## Data supplied
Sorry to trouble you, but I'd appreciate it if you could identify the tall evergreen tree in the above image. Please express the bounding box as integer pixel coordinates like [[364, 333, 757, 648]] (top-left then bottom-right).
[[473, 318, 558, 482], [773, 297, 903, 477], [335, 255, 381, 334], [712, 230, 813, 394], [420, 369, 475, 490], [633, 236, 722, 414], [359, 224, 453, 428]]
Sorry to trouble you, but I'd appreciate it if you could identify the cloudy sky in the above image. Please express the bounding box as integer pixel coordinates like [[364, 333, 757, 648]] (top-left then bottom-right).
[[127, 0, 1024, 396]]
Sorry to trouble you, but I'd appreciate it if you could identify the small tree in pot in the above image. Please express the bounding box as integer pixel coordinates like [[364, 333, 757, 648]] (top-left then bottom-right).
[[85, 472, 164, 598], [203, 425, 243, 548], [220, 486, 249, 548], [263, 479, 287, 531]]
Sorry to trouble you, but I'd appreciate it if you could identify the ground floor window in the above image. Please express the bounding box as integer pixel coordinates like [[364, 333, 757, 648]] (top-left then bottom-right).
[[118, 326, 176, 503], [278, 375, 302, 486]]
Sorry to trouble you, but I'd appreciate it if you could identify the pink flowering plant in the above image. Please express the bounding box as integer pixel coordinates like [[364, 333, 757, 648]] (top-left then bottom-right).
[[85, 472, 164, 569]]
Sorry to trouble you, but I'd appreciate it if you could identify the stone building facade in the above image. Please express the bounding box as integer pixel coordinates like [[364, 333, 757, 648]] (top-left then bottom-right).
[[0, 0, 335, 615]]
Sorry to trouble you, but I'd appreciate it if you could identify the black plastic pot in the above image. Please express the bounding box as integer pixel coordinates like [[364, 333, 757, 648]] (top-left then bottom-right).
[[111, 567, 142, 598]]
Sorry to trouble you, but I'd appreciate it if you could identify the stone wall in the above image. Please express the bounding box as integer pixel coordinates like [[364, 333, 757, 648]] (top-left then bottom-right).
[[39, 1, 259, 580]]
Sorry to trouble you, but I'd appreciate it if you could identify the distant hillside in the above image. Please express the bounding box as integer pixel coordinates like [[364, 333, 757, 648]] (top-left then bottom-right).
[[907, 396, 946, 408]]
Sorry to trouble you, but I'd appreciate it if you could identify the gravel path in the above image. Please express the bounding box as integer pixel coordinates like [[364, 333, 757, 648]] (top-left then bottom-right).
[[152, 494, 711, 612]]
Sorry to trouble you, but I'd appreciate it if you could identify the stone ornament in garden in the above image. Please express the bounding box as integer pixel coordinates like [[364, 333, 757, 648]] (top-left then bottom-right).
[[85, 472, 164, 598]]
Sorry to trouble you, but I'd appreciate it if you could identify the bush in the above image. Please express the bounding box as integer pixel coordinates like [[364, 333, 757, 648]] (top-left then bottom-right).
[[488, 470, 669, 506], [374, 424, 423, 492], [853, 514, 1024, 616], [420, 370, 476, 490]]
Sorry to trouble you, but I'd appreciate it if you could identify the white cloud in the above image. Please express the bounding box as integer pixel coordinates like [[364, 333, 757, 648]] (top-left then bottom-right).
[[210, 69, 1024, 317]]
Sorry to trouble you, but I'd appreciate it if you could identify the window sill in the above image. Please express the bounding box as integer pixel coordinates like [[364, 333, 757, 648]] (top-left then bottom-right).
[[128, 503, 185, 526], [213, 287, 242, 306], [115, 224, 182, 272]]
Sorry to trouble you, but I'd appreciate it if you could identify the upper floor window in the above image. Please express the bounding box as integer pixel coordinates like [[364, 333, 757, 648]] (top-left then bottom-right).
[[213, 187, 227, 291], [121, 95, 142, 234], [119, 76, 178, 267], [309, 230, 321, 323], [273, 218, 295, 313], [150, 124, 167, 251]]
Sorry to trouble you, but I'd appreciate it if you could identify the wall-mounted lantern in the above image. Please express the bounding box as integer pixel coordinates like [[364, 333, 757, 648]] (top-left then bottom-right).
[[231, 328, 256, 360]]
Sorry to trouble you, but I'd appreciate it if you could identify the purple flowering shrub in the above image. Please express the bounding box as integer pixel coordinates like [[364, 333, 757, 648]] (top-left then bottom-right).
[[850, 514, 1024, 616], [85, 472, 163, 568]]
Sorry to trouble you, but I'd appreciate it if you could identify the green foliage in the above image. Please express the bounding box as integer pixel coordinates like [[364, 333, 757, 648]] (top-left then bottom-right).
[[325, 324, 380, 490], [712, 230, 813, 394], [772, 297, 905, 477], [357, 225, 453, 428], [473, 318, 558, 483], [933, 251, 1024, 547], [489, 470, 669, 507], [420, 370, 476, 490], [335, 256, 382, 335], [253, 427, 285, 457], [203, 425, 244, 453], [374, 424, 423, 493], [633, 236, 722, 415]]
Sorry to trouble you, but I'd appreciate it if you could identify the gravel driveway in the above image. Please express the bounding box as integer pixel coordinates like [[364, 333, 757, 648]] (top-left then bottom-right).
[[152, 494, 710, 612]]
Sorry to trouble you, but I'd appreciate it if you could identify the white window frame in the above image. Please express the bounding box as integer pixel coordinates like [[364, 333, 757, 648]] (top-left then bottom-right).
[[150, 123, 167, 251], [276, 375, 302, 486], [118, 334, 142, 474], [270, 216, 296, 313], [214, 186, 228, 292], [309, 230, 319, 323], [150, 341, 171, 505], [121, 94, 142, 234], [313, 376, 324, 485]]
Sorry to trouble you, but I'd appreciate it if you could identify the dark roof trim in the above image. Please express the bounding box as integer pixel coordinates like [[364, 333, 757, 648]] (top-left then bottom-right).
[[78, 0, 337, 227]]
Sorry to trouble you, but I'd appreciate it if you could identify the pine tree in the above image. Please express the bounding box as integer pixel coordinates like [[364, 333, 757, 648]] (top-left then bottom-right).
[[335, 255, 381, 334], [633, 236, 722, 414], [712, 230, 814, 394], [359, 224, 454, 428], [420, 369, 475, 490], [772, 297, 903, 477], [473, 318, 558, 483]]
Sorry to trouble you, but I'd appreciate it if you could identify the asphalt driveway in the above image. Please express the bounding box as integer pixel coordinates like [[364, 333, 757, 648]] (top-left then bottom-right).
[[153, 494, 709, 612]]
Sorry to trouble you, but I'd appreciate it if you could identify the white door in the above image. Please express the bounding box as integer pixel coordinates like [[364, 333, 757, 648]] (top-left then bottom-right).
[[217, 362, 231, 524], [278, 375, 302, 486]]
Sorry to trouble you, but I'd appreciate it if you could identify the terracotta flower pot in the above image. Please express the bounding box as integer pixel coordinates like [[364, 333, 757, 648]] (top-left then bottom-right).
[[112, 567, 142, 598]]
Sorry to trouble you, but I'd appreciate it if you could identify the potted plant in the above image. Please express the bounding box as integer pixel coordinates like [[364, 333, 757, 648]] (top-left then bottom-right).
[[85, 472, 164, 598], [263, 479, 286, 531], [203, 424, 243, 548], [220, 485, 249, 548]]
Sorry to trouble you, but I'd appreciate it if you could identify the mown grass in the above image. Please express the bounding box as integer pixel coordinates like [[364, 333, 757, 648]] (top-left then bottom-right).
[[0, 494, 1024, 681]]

## What is asked
Rescale the lines starting with the one that contains "the stone building" and going on through the one that contains "[[0, 0, 335, 615]]", keeping the item wording unchanged. Multiply every bounding-box coordinate in the answers by 0.2 and round to whole numbers, with halves going up.

## Full solution
Sorry to trouble you, but I'd appreciate it if you could identify the stone building facade in the above image. Please express the bounding box as integer pixel coordinates like [[364, 333, 757, 648]] (top-left then bottom-right).
[[0, 0, 67, 123]]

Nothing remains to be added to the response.